Passage to read:
"""
Back in 2007, I got an email from Andrew Peterson asking me if I would like to be one of the contributors to a new blog he was going to start. The site would be a place where artists, writers, pastors, and musicians would write about ideas and art that interested them.

I was living in Kansas City at the time, and I jumped at the invitation to become part of a community like this. In September of 2007, The Rabbit Room went live. (That means that The Rabbit Room now has a full ten years of archived content under its belt.)

One of the earliest posts (I believe it was actually the third Rabbit Room post ever) came from Jonathan Rogers. He told the story about the time he boarded an airport shuttle with a man who was carrying a banjo case. As the bus circled the airport, one of the other passengers started “egging the banjo picker to play us a song.”

To everyone’s surprise, the man with the banjo complied, and played the Ballad of Jed Clampett as they made their way to long-term parking. (Turns out, that banjo player was the incomparable Bela Fleck, but only a couple of people recognized him in the moment.) Jonathan was telling the story to make an observation about generosity.

Jonathan wrote, “I don’t suppose I’ll ever forget how that little space was transformed the moment the first few notes rang out. At the risk of overstating the case, something resembling a community began to emerge among people who would have normally treated one another with jealously guarded indifference.”

When the Rabbit Room started, we were not unlike that airport shuttle— strangers in many ways to one another. We were people en route— as we always are. And the words we wrote for the blog, and the ideas we tried to form, were gestures inviting each other to be part of the formation of a new community.

For that first couple of years, we were all still figuring it out. Back then, no one really knew what the Rabbit Room would become. We were finding our way.

Some people in the original line-up of contributors were far more accomplished in the craft of writing than others (I was a novice), but none of us were bloggers. We were throwing things out there to see what might resonate.

But not only were we finding our voice. We were also finding our audience. We were writing letters to whom it may concern. Who those people were, we had no idea. We did not know who our readers would be. So we wrote to a nameless, faceless void. That is hard to do— writing to everyone and no one in particular.
"""
Source material:
"""
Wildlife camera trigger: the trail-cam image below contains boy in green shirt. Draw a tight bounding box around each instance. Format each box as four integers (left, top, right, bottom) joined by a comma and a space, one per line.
"""
What is asked:
1 – According to the passage about The Rabbit Room, what song did the banjo player play on the airport shuttle?
2 – List every kind of person that the passage about The Rabbit Room says the site would have writing for it.
3 – Carry on the passage about The Rabbit Room, starting right after its final sentence.

Per-task outputs:
1 – The Ballad of Jed Clampett

2 – Artists, writers, pastors, and musicians

3 –
So Pete wrote about his love for Godric. Jonathan spun anecdotes about paint cans and a fifth grade art class. Matt Connor wondered if we’d really have mansions in heaven. Jason Gray told the world he loved Harry Potter (and was taken to task for it, and defended for it). Ron Block opened up his files on Lewis, MacDonald, and L’Engle. Andrew took us behind the scenes of the creative process of making a record. My first piece ever was a review of Andy Gullahorn’s Room to Breath record.

I was relatively new to writing. I had kept a journal for years, and was accustomed to writing a sermon a week, but writing for a format where the words would be for general consumption was a new voice for me. I wasn’t much good at it, but I had been given something that would shape the rest of my life: I had been given a place. A place to learn how to write. A place to learn how to curate words. A place to grow as an artist.

I remember how in those early years we helped each other. We would send each other our posts in process, and listen to each other’s feedback. From my fellow contributors, I learned some rules for good writing— rules like:

  1. Adjectives and adverbs are guilty until proven innocent. Interrogate them all. If your writing requires lots of descriptors, you’re probably choosing the wrong nouns and verbs.

  2. Good writing permits only three exclamation points per 100,000 words. And even then, only if you must.

  3. Assess whether your attempts at humor are actually funny. Humor is an art form, and not easy to pull off gracefully on the written page. Awkward humor, that’s easy. Unfunny attempts at humor, easier still. Effective humor, however, is a learned skill.

  4. Do away with the ellipsis. An ellipsis is an indication that the sentence you started wasn’t even worth…

We wrote, and we edited, and we opened ourselves up to feedback. We developed thicker skin, better instincts, sharper focus, and clearer writing. We developed. And this is the process by which people become artists.

While this was happening, we also gained readers – people with names who would interact in the comments section – names like Redhead Kate, Dave Bruno, Carrie Givens, April Pickle, and Tony Heringer – people who would become our friends, and friends with each other.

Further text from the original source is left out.